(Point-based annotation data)
==========

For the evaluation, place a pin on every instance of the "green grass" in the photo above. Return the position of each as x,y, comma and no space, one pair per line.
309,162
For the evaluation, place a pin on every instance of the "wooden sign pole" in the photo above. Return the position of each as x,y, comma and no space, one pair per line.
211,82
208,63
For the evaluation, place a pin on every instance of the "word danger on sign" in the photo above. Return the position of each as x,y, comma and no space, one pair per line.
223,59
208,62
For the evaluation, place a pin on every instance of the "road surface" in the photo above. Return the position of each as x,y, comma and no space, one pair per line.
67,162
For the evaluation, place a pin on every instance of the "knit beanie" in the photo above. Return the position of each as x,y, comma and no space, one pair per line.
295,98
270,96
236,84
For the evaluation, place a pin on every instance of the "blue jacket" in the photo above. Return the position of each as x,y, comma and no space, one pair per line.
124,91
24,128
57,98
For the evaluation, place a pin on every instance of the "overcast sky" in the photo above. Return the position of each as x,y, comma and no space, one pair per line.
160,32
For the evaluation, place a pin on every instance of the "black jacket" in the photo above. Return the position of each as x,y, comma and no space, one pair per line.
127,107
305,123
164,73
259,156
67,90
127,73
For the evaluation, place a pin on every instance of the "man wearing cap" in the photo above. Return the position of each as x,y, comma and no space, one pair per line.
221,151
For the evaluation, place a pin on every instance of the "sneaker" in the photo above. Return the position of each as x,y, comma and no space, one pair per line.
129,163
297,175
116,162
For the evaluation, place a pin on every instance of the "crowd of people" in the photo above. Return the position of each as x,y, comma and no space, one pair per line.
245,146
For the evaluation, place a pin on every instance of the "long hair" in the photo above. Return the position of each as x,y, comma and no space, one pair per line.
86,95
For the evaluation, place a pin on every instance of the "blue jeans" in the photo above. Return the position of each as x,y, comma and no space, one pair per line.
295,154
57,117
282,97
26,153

==========

INSTRUCTIONS FOR THE TASK: Reproduce each entry from the records above, character for character.

ANSWER TO THE TASK:
For the evaluation, place a pin on every instance of the "green grass" in the photo above. Return the position of each as x,y, comma and no space, one pair per line.
309,162
For the evaluation, place a pin on every instance of the "wooden sign pole" in the photo above. Return the position of each as x,y, comma and no space, one pair per line.
211,82
208,63
For the evaluation, place a pin on every instance of the "word danger on sign" in the photo above. Return the position of each as x,y, comma and no space, one pair per line.
223,59
208,62
For the evaluation, place a pin on every instance of the "road surface" in the photo above. Return the position of each as x,y, comma and no space, one pair per line.
67,162
For the evaluation, place a pin on every instance of the "knit beanie" in the photo above. Return the position of each as x,y, comma and no space, one pair per line.
295,98
270,96
236,84
For the evaluation, place a pin on every instance of the "blue jacket" in the photo above. Return the position of each as x,y, comma and no space, one pair per line.
124,91
24,128
57,98
For the evaluation, place a pin on every instance of the "overcast sky" in the photo above. Return the position of each as x,y, comma and no space, one pair per line.
160,32
For the evaluation, place a pin on every instance of the "black jacket" in the photo above. Return the position of each as x,y, comma and no space, one pair per line.
127,107
305,123
164,73
259,156
67,90
127,73
For the evaluation, place a pin on every instance of the "man wearing cap" in the photo above. Return the position of each as x,y, comma and no space, one pair per line.
221,151
For the evaluation, place a pin on every instance of the "sneaker" in the photo above. Return the position of each as x,y, comma and no space, one pair per line.
129,163
297,175
116,162
For the evaluation, place a pin on every instance of the "crowd of people" in the photo above. Return the position of each as x,y, comma and no space, one pair per line.
245,146
For the evaluation, place a pin on every instance of the "long hair" in the photo above. Return the position of each as x,y, comma and no space, one pair per line.
86,95
For the evaluation, place a pin on every instance of the "blue jeans" in the photo above. Return the position of each as x,y, comma and no space, one pair per line.
295,154
57,117
282,97
26,153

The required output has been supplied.